抜粋 |
▬▬▬
待ちに待ったラーメンが運ばれてきて「さあ食べるぞ」と思ったら,隣の妻が「FOCUS」をまだ名残惜しそうに見ている。思わずまずラーメンを食べるんだと言ってしまった。優しい旦那さんならこんなこと言わないと思うが,これがわが家のルールなのである。麺の固さがどうのこうの,スープが熱いのぬるいのと言うんだから,ラーメンは出されたら即食べなければならない。漫画を読みながらなんてもってのほかである。麺あげのタイミングに細心の注意を払ってる店なら,これはもう最低限の礼儀である。

「おしゃべり」もしたくない。「おいしいねえ,スープが云々・・」なんて妻が言ったりすると「黙ってろ」と言いたくなる(言えないけど)。そんなことは目で合図でもしてくれりゃ十分だし,店を出てから批評し合えばいい。旨いと思うから連れてきたのだ。若いアベックなんかが来て,女の子がやたら「おいしい」を連発するのも閉口する。いいから早く食えと言いたくなる(言えるわけないけど)。そんな子に限って「おいしいけどおなか一杯で・・・」とか言って残したりする。彼氏はただただ苦笑い。せっかく調べてきたのにね。

とにかくラーメンは休まず食べるのが正しい。女の子が豪快にラーメンを食べているのを見るとうれしくなる。逆に「本当はラーメンなんか普段食べたこと無いんだけど・・・」てな感じで,レンゲに麺を一口づつのせてちまちまと食べてるのを見せられた日にゃ,CMじゃないけど「邪道だ。それは邪道だ」と注意したくなる(できないけど)。

ちなみに僕の妻は基本的にスープも飲みきる。レンゲがなかったらどんぶりもって飲む。それが「ホープ軒」の大盛りであってもきれいに食べきる。「よくぞここまで・・・」とラーメン食べ歩きをライフワークにしてきた僕は感涙にむせぶのだ。回りの客は(時には店主も)あきれるけど・・・。8才と4才の娘達も,家でみそ汁は残してもうまいラーメン店のスープは残さない。「スープもっと」とスープの取り合いだ。これでいいと思っている。塩分云々なんて関係ない(毎日食べてるわけじゃないもの)。そもそも残さずきれいに食べられて,うれしくないラーメン店なんてありえない。あの「さぶちゃん」でさえ子供が残さず食べたら笑ってくれた。

茨城のある店で,5人くらい客が待っているのに食べ終わっても雑誌を読んでいる客に,店のおかみさんが「雑誌読むなら後ろで読んで」と注意していた。客は憮然として帰っていったが(後ろの空き待ちの席で読めるわけがない),これも並んでいる店なら最低限のマナーである。待っている人は食べてる人が思う以上に食べ具合を観察しているものである。

同様に,ビールをゆっくり飲んでいられるのも困る。店で出しているものだからしょうがないが,並んでいる店なら遠慮して欲しいものだ。「山頭火」で後ろに10人くらい待っているのに「ご注文は」と聞かれて「とりあえずビール,麺は飲んでから」と言ったカップルがいた。店員はムッとしていた。再度「麺は」と聞かれて渋々注文していたが,当然である。ビールはラーメンができるまでにちょっと飲めばいいだろう(とくに人気店では)。
▬▬▬
[データソースから取得した項目]
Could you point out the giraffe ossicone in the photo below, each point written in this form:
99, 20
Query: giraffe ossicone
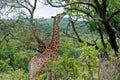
39, 61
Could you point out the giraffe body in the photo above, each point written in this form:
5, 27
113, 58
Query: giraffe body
37, 63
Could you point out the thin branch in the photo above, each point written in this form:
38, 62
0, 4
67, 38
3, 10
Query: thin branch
104, 5
23, 6
115, 13
82, 12
80, 40
78, 2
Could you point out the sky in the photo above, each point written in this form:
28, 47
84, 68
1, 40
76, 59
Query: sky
46, 11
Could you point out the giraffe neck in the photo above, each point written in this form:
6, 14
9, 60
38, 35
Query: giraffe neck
55, 37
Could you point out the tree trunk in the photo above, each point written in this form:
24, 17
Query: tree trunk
104, 45
112, 38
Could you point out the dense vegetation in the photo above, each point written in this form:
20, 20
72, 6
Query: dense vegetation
89, 40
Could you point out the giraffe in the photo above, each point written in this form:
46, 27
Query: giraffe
38, 62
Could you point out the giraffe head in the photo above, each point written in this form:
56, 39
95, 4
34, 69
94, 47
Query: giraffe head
58, 17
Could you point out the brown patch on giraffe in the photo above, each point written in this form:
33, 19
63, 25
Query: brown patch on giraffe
51, 51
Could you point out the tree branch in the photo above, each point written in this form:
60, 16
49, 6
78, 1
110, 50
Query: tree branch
115, 13
78, 2
74, 29
82, 12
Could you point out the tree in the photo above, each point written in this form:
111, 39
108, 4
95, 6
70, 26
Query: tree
24, 9
101, 11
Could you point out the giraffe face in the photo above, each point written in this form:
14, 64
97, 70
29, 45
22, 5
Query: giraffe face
58, 17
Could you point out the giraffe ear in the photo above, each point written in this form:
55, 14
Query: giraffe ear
52, 16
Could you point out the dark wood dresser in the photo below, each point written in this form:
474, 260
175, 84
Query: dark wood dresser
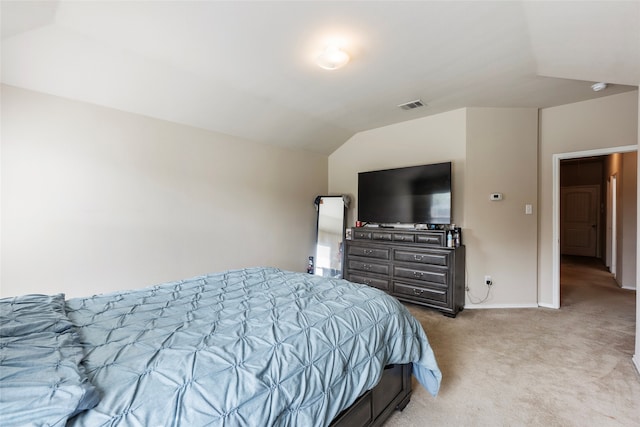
412, 265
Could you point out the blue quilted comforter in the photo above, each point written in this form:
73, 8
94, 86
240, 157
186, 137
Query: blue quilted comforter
252, 347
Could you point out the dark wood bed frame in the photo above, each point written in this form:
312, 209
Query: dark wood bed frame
376, 405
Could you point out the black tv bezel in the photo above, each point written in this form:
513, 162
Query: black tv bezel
401, 221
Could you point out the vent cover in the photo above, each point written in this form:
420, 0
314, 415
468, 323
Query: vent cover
411, 105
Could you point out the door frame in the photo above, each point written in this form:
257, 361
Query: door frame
555, 241
612, 219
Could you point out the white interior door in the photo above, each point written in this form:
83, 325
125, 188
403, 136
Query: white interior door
579, 220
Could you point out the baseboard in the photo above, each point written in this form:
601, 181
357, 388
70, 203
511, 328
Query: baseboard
545, 305
481, 306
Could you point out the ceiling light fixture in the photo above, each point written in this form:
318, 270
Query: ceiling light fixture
597, 87
332, 58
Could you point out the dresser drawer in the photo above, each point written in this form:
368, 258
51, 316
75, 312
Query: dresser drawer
384, 236
440, 258
434, 275
371, 281
369, 267
438, 296
369, 252
436, 238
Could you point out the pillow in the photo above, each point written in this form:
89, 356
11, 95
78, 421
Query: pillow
41, 379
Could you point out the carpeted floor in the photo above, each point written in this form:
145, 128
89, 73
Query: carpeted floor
535, 367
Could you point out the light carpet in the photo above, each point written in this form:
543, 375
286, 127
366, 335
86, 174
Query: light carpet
535, 367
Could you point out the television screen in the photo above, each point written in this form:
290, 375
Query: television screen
411, 195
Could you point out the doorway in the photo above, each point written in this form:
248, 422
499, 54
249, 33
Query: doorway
556, 215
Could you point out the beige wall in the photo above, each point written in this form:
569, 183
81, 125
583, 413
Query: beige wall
95, 199
601, 123
434, 139
627, 238
492, 150
501, 240
636, 356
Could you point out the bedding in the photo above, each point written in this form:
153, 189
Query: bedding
41, 379
251, 347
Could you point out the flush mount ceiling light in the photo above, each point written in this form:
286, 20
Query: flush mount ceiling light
597, 87
332, 58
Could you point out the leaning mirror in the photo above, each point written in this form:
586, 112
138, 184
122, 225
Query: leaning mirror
330, 235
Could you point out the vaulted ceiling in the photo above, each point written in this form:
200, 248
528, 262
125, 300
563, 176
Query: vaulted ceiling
248, 68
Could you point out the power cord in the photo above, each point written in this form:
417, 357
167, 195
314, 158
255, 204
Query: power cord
471, 297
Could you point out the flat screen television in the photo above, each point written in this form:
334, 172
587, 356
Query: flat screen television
410, 195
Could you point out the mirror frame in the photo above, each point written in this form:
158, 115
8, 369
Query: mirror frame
318, 271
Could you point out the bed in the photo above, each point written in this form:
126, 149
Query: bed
250, 347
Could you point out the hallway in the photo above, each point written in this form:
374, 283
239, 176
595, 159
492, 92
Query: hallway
585, 281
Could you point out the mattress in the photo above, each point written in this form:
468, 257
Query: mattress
250, 347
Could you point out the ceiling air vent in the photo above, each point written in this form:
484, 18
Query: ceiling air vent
411, 105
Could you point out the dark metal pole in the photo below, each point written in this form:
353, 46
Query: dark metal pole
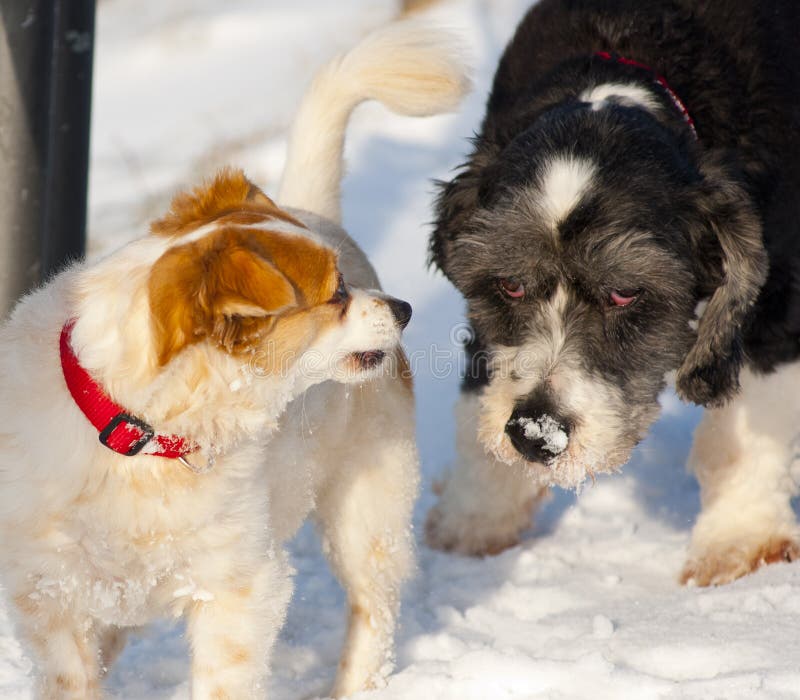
45, 97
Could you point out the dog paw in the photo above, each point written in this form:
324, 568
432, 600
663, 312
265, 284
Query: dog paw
725, 564
472, 535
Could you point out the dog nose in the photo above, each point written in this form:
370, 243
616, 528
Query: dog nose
401, 310
539, 438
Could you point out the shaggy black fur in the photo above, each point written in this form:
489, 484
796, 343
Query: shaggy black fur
720, 214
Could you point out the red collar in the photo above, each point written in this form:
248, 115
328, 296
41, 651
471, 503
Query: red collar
119, 430
660, 79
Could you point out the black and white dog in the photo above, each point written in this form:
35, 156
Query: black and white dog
630, 213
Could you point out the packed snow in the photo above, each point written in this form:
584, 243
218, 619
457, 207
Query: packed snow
588, 606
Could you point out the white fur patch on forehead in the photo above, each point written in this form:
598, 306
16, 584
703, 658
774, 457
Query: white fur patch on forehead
562, 184
625, 94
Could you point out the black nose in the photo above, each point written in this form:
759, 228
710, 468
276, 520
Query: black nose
401, 310
538, 438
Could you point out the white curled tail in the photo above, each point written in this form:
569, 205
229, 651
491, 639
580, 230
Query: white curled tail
411, 67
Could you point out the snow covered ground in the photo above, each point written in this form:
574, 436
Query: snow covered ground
588, 606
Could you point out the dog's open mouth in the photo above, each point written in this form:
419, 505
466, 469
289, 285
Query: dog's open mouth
369, 359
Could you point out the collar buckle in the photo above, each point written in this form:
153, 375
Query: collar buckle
128, 421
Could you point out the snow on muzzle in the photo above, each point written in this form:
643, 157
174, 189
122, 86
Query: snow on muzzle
538, 438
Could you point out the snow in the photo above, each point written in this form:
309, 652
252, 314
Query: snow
588, 606
545, 428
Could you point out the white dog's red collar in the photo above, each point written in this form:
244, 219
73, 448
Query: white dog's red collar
119, 430
660, 79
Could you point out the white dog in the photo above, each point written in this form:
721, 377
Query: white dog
207, 330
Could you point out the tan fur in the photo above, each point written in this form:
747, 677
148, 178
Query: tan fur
232, 286
228, 194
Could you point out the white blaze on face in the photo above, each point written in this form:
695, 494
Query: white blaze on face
561, 186
597, 441
368, 326
625, 94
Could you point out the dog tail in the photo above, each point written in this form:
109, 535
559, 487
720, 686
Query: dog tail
411, 67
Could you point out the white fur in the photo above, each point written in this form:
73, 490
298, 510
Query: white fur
92, 542
562, 184
745, 457
411, 67
484, 503
487, 500
625, 94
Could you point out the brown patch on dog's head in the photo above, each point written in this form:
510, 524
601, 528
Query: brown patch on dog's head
230, 195
234, 286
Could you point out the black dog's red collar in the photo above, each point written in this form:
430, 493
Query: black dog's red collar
660, 79
119, 431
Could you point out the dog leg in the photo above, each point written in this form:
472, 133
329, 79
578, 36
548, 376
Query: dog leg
742, 456
64, 648
232, 625
484, 504
364, 515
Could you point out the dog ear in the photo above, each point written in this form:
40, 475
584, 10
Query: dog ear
229, 294
709, 374
250, 293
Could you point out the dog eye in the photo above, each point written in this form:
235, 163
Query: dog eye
623, 297
511, 287
341, 294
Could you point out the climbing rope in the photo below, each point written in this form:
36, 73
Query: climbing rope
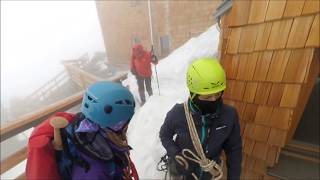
206, 164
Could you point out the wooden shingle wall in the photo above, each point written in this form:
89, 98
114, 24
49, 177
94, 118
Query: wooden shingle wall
270, 51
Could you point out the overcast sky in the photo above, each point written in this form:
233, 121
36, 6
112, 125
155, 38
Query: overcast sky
37, 35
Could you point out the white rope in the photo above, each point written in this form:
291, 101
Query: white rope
206, 164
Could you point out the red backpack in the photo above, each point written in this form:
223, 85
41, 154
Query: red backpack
41, 159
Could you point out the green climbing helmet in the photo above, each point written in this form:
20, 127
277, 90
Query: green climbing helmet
206, 76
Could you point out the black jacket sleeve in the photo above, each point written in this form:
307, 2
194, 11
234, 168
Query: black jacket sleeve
233, 150
167, 132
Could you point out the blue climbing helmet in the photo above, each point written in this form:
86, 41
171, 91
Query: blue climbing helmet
108, 104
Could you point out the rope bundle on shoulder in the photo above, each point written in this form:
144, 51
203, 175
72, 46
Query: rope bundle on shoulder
206, 164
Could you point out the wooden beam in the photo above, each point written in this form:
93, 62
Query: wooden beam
21, 176
33, 119
13, 160
304, 94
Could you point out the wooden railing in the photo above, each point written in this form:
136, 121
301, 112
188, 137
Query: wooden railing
49, 87
35, 118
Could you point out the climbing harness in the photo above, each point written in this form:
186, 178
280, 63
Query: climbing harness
163, 165
206, 164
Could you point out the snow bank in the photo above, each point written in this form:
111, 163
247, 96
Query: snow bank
143, 132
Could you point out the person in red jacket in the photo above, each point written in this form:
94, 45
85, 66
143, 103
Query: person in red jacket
141, 68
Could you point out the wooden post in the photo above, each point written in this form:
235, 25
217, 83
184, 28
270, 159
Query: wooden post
57, 123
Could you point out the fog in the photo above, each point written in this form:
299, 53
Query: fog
37, 35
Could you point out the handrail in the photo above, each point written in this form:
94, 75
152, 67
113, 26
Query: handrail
51, 82
32, 119
14, 159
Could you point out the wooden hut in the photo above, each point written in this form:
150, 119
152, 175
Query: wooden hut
270, 51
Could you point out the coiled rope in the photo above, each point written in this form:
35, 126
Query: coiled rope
206, 164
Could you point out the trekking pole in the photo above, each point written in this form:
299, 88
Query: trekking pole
151, 34
155, 67
57, 123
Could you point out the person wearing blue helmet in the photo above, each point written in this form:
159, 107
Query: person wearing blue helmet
94, 143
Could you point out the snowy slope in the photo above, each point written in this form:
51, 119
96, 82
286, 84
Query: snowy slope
143, 132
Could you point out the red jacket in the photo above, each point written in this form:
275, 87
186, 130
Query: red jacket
141, 61
41, 159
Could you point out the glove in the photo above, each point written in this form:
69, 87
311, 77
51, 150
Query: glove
178, 165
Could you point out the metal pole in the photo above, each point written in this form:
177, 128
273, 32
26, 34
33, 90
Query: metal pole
151, 34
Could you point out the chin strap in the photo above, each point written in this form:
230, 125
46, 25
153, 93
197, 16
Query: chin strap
206, 164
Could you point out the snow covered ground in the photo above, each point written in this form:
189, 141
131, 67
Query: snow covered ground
143, 132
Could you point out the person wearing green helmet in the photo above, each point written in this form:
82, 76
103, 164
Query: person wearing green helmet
196, 132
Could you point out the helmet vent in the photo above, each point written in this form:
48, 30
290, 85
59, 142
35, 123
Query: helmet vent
124, 102
108, 109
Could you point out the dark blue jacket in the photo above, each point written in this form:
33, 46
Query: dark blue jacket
224, 134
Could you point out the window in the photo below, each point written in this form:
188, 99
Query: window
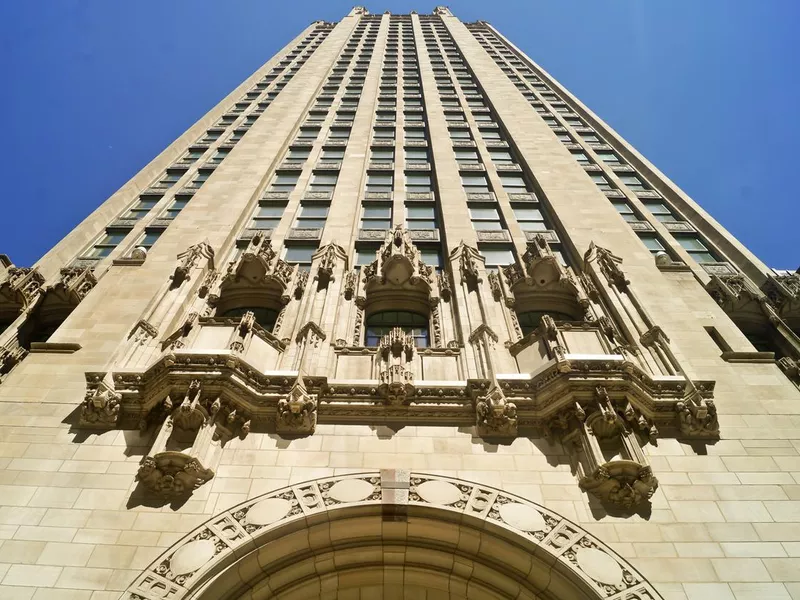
496, 255
175, 207
601, 181
660, 211
171, 177
696, 249
418, 182
529, 219
501, 156
380, 324
529, 320
380, 182
513, 183
376, 216
383, 133
580, 157
475, 183
298, 154
323, 182
200, 178
420, 216
268, 216
300, 254
265, 317
149, 238
109, 241
459, 134
633, 182
308, 133
332, 154
466, 156
431, 257
220, 155
382, 155
339, 133
414, 133
416, 155
141, 208
625, 210
284, 182
608, 157
485, 217
652, 242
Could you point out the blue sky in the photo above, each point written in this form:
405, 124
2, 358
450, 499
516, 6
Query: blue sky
707, 90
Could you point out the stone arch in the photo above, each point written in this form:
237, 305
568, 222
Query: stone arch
379, 531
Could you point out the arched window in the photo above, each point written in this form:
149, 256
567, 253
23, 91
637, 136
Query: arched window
265, 317
529, 320
379, 324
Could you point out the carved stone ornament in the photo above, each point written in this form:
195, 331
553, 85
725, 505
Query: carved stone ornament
697, 418
609, 265
100, 409
396, 352
495, 416
259, 265
599, 429
188, 259
297, 412
21, 287
328, 256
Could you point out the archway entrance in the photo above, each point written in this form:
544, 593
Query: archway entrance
392, 534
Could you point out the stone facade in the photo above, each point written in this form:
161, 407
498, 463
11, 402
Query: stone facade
213, 415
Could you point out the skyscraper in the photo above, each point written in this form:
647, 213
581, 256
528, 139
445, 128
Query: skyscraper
399, 318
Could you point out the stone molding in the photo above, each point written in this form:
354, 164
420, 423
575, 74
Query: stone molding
587, 568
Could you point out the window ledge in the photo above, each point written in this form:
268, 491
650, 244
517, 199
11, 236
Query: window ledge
748, 357
54, 347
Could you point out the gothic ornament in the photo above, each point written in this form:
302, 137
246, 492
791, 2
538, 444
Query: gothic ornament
495, 415
297, 412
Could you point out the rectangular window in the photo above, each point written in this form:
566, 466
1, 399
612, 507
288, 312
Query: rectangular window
380, 182
308, 133
382, 155
421, 216
110, 240
513, 183
660, 211
466, 156
141, 208
383, 133
496, 255
474, 183
418, 182
323, 182
268, 216
696, 249
299, 254
633, 182
376, 216
652, 242
529, 219
174, 209
284, 182
625, 210
485, 217
601, 181
580, 157
149, 238
298, 154
312, 215
416, 155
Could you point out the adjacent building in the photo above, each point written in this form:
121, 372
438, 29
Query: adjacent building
400, 317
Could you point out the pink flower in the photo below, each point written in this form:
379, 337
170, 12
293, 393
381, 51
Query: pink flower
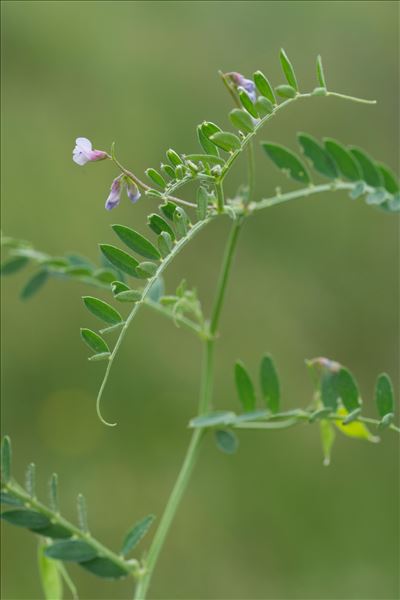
▬▬▬
取り組む課題 |
A. 抜粋のうち、「待ちに待ったラーメンが運ばれ」という語句を含む箇所から始め、「したくなる(できないけど)。」の後で終わる部分を、一字一句違えずに再掲してください。
B. 抜粋の中で、筆者が言いたくなる、または注意したくなるものの実際には口にできないとしている言葉をすべて挙げてください。
C. 次の各記述が抜粋の内容と一致するかどうかを「はい」または「いいえ」で答え、判断の根拠となる抜粋の語句をそのまま引用してください。(i) 筆者の妻は、レンゲがないときはどんぶりを持ってスープを飲む。(ii) 筆者の娘たちは8才と6才である。(iii) 「山頭火」のカップルは、注文を聞かれた際、最初から麺を注文した。
これらの行は参照しなくて構いません。

各課題の解答 |
A.
待ちに待ったラーメンが運ばれてきて「さあ食べるぞ」と思ったら,隣の妻が「FOCUS」をまだ名残惜しそうに見ている。思わずまずラーメンを食べるんだと言ってしまった。優しい旦那さんならこんなこと言わないと思うが,これがわが家のルールなのである。麺の固さがどうのこうの,スープが熱いのぬるいのと言うんだから,ラーメンは出されたら即食べなければならない。漫画を読みながらなんてもってのほかである。麺あげのタイミングに細心の注意を払ってる店なら,これはもう最低限の礼儀である。

「おしゃべり」もしたくない。「おいしいねえ,スープが云々・・」なんて妻が言ったりすると「黙ってろ」と言いたくなる(言えないけど)。そんなことは目で合図でもしてくれりゃ十分だし,店を出てから批評し合えばいい。旨いと思うから連れてきたのだ。若いアベックなんかが来て,女の子がやたら「おいしい」を連発するのも閉口する。いいから早く食えと言いたくなる(言えるわけないけど)。そんな子に限って「おいしいけどおなか一杯で・・・」とか言って残したりする。彼氏はただただ苦笑い。せっかく調べてきたのにね。

とにかくラーメンは休まず食べるのが正しい。女の子が豪快にラーメンを食べているのを見るとうれしくなる。逆に「本当はラーメンなんか普段食べたこと無いんだけど・・・」てな感じで,レンゲに麺を一口づつのせてちまちまと食べてるのを見せられた日にゃ,CMじゃないけど「邪道だ。それは邪道だ」と注意したくなる(できないけど)。

B.
「黙ってろ」
「いいから早く食え」
「邪道だ。それは邪道だ」

C.
(i) はい。「レンゲがなかったらどんぶりもって飲む。」
(ii) いいえ。「8才と4才の娘達も」
(iii) いいえ。「とりあえずビール,麺は飲んでから」